Count the lines in the records below that contain the string "query". Reply with the number only.
*-*-*
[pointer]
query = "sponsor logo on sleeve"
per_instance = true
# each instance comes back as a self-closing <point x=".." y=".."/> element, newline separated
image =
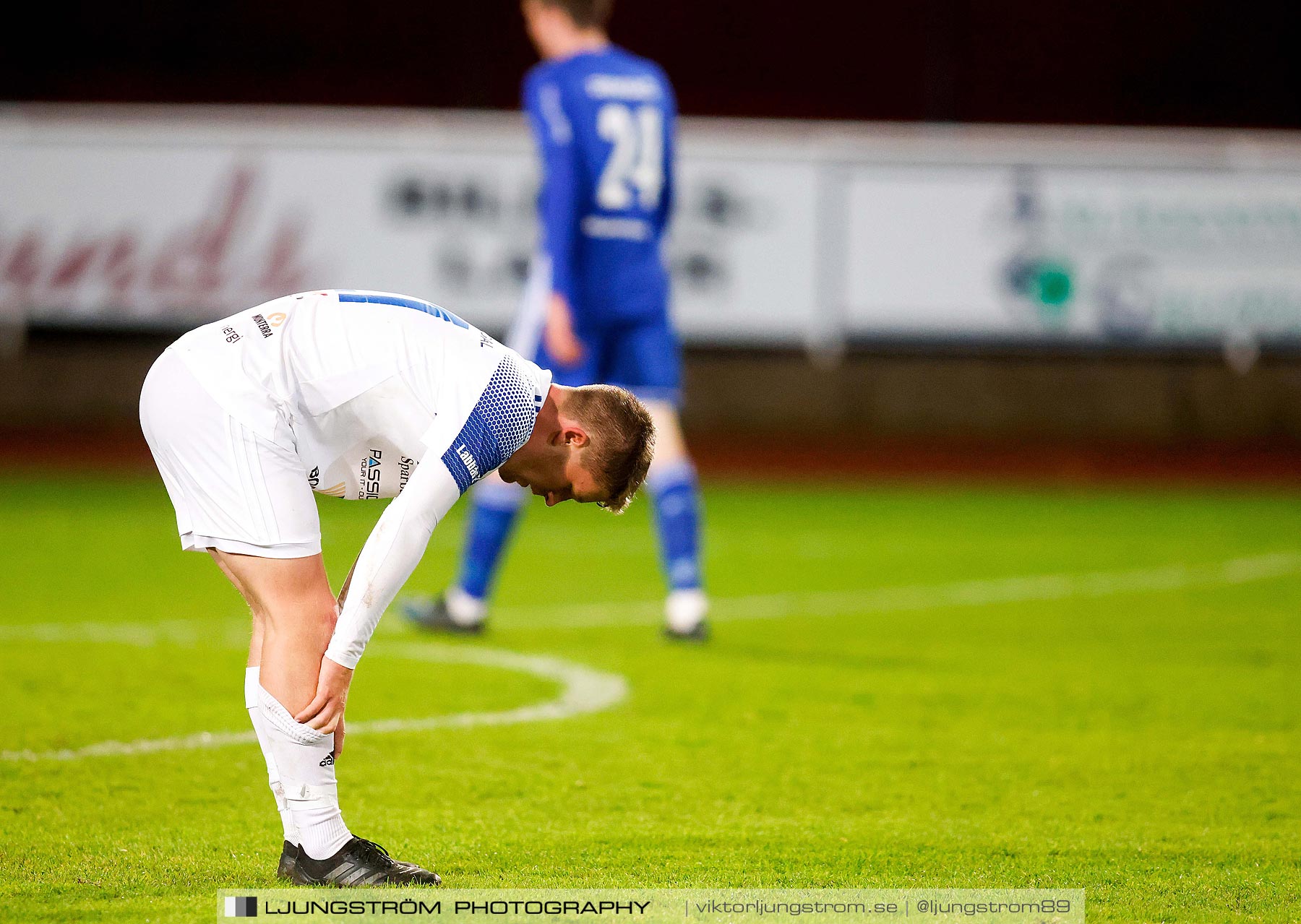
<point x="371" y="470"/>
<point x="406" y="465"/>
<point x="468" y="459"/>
*-*-*
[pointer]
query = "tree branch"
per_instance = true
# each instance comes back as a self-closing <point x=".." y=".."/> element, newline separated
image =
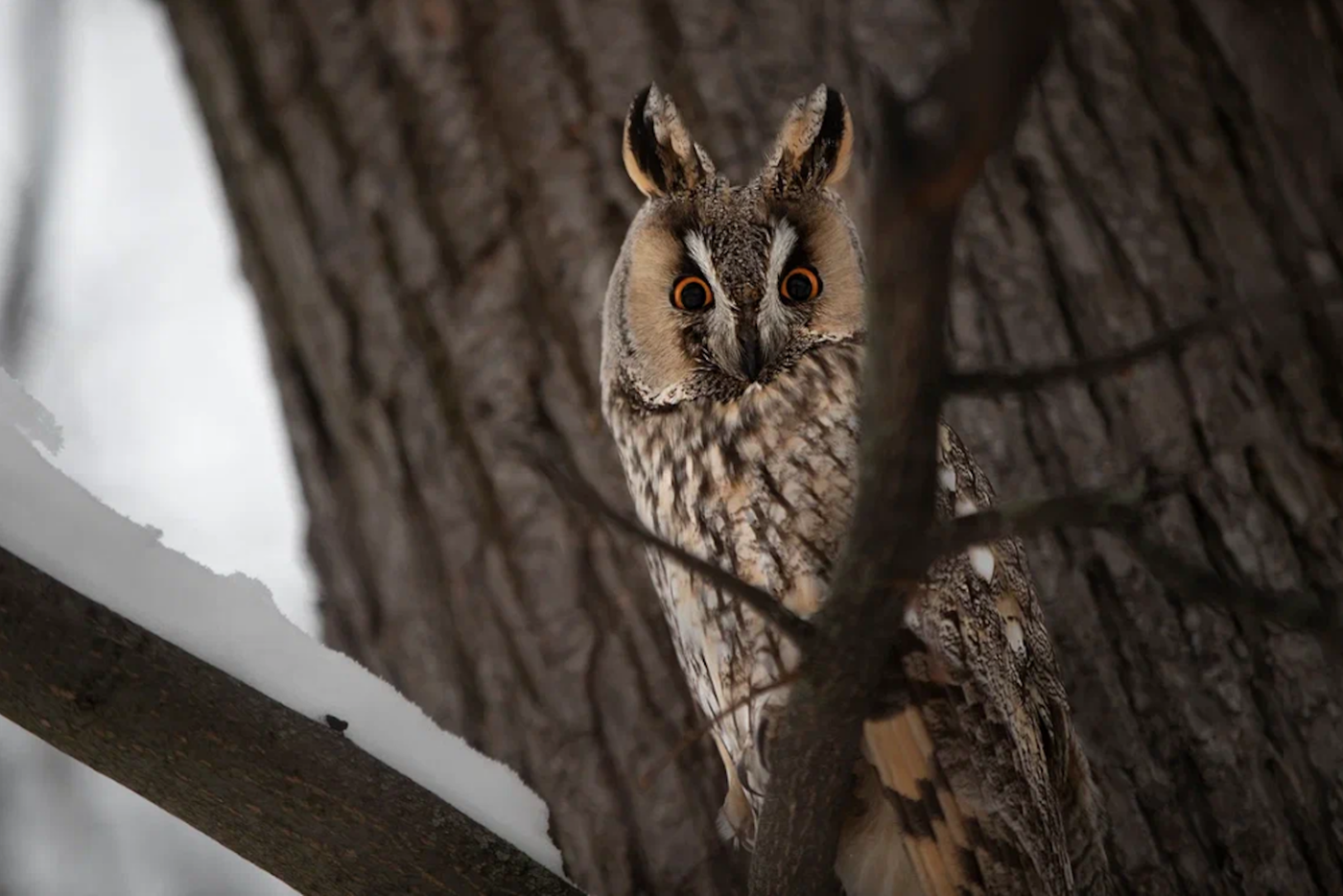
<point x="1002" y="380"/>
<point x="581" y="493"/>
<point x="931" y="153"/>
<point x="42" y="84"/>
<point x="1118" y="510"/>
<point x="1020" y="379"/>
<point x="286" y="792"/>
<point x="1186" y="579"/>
*-*-*
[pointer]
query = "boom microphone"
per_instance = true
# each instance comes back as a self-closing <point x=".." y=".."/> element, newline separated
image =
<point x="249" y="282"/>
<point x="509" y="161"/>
*-*-*
**Task result**. 3